:: AIM OF THE EXERCISE ::
Reproduce each line below with no alterations.

[Source data]
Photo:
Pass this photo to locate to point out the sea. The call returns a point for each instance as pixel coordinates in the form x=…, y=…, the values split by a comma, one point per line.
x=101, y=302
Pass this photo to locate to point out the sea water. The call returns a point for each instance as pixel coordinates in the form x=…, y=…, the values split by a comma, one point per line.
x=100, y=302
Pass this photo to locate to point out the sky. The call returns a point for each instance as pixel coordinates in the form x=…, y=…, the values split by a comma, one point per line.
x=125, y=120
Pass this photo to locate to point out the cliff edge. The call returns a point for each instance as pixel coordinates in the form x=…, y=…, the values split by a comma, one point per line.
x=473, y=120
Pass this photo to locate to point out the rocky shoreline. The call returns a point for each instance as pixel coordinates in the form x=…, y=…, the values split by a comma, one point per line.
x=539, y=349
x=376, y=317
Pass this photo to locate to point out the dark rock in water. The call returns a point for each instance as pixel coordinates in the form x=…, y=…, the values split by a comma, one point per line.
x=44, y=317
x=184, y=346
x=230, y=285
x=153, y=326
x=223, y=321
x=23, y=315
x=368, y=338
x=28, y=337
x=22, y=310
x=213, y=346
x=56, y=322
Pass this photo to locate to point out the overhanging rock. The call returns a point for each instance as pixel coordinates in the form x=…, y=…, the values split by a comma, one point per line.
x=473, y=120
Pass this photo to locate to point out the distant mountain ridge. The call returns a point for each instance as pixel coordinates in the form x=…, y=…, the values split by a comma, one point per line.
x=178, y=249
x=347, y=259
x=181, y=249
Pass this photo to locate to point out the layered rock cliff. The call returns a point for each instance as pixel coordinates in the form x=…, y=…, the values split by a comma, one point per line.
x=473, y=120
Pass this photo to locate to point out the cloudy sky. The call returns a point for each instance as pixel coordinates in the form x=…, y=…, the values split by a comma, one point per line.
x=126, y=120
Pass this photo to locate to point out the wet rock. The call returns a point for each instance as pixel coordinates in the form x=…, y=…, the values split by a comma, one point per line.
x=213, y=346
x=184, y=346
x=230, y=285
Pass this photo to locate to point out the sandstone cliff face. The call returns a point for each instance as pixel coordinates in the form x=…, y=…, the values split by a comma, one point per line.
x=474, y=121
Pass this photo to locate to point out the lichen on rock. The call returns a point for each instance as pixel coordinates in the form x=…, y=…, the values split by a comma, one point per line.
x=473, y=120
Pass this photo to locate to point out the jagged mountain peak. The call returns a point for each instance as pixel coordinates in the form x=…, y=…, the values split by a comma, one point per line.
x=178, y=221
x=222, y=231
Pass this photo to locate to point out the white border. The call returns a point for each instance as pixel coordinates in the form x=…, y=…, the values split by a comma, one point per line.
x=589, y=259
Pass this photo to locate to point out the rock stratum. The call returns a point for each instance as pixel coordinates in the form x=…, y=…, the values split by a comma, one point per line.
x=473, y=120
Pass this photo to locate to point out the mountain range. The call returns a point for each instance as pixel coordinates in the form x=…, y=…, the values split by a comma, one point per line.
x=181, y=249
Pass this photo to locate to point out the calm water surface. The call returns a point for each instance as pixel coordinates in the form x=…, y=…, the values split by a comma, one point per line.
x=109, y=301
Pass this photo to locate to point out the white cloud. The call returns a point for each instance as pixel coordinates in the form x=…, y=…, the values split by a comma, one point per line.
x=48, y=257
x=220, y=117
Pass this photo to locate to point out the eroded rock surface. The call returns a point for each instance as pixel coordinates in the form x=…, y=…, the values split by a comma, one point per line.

:: SOLUTION FOR THIS PROBLEM ::
Photo:
Pass this photo to locate to point out the sea. The call returns a point for each instance as pixel coordinates in the form x=…, y=…, the values split by a comma, one point per line.
x=101, y=302
Pass this photo to locate to point out the sea water. The call returns a point for each instance as pixel coordinates in the form x=…, y=…, the values split by a comma, one point per line.
x=100, y=302
Pass this photo to locate to point out the sky. The call returns a point for each instance as pixel coordinates in the form x=…, y=…, the values split by a comma, one point per line.
x=125, y=120
Pass this photo to locate to point out the cliff edge. The call returns a point for each instance as pixel coordinates in the form x=…, y=…, the values split by a comma, one point per line.
x=473, y=120
Pass this photo to locate to point out the rocky shoreline. The call returns a point for each instance as pixel coordinates in the form x=…, y=…, the values split by a comma, one point per line.
x=539, y=349
x=376, y=317
Pass this photo to locate to point out the dark rock in water. The call returns a point for each instance as pixel coordinates in the form x=…, y=…, the values split by a comma, one point per line.
x=44, y=317
x=184, y=346
x=230, y=285
x=153, y=326
x=223, y=321
x=23, y=315
x=368, y=338
x=28, y=337
x=22, y=310
x=213, y=346
x=56, y=322
Pass this photo to locate to point out the overhanging rock. The call returns a point for each instance as pixel coordinates in the form x=…, y=…, the values split by a comma, one point per line.
x=473, y=120
Pass this photo to locate to point out the distant mountain ridge. The call returns a point for each instance as pixel coordinates in the form x=…, y=…, the values split by a comma, one point per line.
x=178, y=249
x=347, y=259
x=181, y=249
Pass this photo to locate to point out the layered rock cliff. The call returns a point for each instance as pixel coordinates in the form x=…, y=…, the values split by a comma, one point per line.
x=473, y=120
Pass this photo to locate to point out the cloudy sky. The call returns a point for each instance as pixel coordinates in the form x=…, y=…, the values split by a comma, one point per line.
x=126, y=120
Pass this photo to locate to point out the wet rock. The call returns a point for each instance as pixel coordinates in the form x=…, y=…, the values split by a comma, one point per line.
x=213, y=346
x=184, y=346
x=230, y=285
Pass this photo to locate to point out the sandstone cliff face. The call returns a point for each instance as pixel coordinates in the form x=…, y=…, the values split by a comma, one point per line.
x=474, y=121
Pass this photo to locate to point out the lichen on rock. The call returns a point for each instance as pixel coordinates in the form x=…, y=…, the values split by a comma, one point per line.
x=473, y=120
Pass this photo to locate to point out the jagged mountain peak. The call returns a point for each instance as pixel coordinates in the form x=…, y=…, the values split by a comma, one point per line.
x=178, y=221
x=222, y=231
Pass this photo to locate to point out the white border. The call returns a point for each instance as pixel coordinates in the form x=…, y=…, the values split by a comma, one point per line.
x=589, y=259
Pass this photo to locate to point out the rock stratum. The call returns a point for each instance as pixel coordinates in the form x=…, y=…, the values split by a comma, one point per line.
x=473, y=120
Pass this photo to locate to point out the mountain range. The call returns a point for each instance as pixel coordinates in the form x=…, y=…, the values split by a comma, one point per line.
x=181, y=249
Pass this photo to locate to point out the calm water surface. The call returns a point for each instance as pixel coordinates in the form x=…, y=…, the values split by a comma, one point per line.
x=109, y=301
Pass this photo to locate to point out the white cloud. The call returns a point for each instance as pixel coordinates in the form x=…, y=…, the values split by a comma, one point per line.
x=48, y=257
x=220, y=117
Pass this photo to locate to point out the eroded rock surface. The call returns a point for each instance as pixel coordinates in the form x=…, y=…, the values split by a comma, one point per line.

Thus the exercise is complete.